> [DIRECTIONS] Report every line in the material below that contains the word "dark", copying each such line in full. Case counts, so only matches with the same capitalization qualify.

> [RAW DATA]
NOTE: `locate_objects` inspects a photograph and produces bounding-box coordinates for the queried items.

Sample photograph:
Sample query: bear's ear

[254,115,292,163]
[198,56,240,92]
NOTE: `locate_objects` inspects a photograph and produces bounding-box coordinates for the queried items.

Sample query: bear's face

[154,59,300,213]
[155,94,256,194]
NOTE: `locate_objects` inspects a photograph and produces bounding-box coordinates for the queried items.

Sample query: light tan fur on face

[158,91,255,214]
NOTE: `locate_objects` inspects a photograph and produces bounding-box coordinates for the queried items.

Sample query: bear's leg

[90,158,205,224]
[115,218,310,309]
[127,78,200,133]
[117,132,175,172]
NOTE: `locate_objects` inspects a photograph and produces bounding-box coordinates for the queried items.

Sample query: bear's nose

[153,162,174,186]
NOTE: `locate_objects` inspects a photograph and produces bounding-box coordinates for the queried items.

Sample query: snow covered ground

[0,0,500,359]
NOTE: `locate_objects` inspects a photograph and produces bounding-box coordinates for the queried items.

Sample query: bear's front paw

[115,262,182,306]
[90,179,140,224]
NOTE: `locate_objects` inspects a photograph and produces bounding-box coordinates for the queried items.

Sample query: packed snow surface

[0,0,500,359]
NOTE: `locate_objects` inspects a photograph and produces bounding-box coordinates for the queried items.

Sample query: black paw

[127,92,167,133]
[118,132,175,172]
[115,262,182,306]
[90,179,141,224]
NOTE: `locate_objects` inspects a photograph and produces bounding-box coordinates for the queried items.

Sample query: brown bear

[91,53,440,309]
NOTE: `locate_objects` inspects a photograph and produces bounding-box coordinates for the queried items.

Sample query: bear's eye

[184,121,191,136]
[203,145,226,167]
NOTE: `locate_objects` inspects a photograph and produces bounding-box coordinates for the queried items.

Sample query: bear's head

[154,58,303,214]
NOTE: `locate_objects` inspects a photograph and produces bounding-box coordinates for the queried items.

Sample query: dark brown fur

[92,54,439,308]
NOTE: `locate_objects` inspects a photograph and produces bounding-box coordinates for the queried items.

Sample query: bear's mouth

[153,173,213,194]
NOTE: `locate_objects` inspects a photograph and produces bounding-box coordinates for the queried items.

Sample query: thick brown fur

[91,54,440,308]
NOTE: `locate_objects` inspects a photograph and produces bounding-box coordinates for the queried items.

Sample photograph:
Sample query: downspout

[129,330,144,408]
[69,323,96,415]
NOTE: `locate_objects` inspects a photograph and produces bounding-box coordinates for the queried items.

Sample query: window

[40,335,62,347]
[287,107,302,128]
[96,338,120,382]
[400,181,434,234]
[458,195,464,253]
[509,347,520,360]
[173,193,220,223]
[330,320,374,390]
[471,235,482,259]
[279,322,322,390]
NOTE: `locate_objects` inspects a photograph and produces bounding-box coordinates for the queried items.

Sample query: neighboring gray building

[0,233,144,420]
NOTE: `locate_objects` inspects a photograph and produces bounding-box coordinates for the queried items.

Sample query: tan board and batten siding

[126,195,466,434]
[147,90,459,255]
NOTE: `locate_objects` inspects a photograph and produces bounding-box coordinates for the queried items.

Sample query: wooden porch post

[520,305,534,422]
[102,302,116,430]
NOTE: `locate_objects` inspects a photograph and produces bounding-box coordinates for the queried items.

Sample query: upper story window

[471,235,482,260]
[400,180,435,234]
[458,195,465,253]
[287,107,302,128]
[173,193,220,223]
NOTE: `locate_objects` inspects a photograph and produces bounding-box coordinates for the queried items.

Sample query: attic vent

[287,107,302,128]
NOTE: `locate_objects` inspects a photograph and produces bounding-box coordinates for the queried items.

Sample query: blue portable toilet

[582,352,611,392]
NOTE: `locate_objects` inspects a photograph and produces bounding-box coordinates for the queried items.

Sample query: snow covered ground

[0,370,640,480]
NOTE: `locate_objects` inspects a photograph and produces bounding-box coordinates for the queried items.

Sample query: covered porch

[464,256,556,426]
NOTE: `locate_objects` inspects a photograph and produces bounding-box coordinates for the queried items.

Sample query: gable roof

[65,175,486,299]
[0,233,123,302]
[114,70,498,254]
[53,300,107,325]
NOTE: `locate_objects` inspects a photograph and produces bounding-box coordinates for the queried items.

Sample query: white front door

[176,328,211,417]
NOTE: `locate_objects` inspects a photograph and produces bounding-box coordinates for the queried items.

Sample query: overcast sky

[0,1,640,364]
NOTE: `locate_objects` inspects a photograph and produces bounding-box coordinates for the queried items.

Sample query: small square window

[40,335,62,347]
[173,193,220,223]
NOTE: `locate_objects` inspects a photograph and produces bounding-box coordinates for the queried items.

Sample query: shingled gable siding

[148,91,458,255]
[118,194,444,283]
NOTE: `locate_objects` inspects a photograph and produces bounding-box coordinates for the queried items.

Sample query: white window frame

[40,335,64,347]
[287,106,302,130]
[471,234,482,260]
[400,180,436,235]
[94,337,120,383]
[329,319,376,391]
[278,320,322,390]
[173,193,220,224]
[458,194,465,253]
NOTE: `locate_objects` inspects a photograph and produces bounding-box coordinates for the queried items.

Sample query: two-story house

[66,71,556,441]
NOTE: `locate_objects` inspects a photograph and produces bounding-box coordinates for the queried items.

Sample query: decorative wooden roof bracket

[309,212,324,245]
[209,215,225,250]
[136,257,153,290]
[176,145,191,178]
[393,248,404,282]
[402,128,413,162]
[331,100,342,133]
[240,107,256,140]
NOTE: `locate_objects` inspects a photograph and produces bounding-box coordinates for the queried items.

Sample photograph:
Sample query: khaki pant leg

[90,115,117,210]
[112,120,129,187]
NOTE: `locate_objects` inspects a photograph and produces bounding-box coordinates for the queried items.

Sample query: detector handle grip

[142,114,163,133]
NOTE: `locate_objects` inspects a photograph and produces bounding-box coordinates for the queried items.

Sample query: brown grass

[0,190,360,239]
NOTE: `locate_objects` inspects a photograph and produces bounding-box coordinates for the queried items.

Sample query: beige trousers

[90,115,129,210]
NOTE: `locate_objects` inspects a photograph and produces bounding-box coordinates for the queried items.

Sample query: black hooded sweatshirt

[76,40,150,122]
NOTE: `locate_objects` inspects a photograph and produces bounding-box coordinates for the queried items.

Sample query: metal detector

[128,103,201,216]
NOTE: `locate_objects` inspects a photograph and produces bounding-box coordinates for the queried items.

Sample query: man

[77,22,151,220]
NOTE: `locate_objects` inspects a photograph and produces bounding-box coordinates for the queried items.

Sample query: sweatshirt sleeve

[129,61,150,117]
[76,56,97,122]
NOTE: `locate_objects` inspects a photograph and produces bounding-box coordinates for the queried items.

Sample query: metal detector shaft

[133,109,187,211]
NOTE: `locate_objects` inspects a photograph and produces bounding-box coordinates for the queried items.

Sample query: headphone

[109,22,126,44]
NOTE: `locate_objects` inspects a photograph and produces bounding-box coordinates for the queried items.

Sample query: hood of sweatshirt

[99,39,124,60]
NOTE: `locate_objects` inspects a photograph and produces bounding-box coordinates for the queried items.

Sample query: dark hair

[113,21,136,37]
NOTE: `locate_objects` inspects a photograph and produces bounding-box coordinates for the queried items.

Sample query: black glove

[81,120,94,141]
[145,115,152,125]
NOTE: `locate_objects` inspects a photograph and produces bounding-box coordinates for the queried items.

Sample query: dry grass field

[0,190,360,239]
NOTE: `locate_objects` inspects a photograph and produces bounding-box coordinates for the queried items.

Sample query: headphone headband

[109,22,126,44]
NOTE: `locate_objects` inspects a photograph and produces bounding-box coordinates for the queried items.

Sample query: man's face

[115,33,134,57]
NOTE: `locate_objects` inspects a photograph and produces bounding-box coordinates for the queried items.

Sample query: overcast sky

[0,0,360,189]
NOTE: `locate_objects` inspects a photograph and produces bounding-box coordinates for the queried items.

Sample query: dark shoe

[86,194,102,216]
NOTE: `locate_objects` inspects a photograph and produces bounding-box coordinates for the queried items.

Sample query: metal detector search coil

> [FINISHED EXERCISE]
Sample query: dark brown fur
Sample query: dark hair
Sample query: dark shoe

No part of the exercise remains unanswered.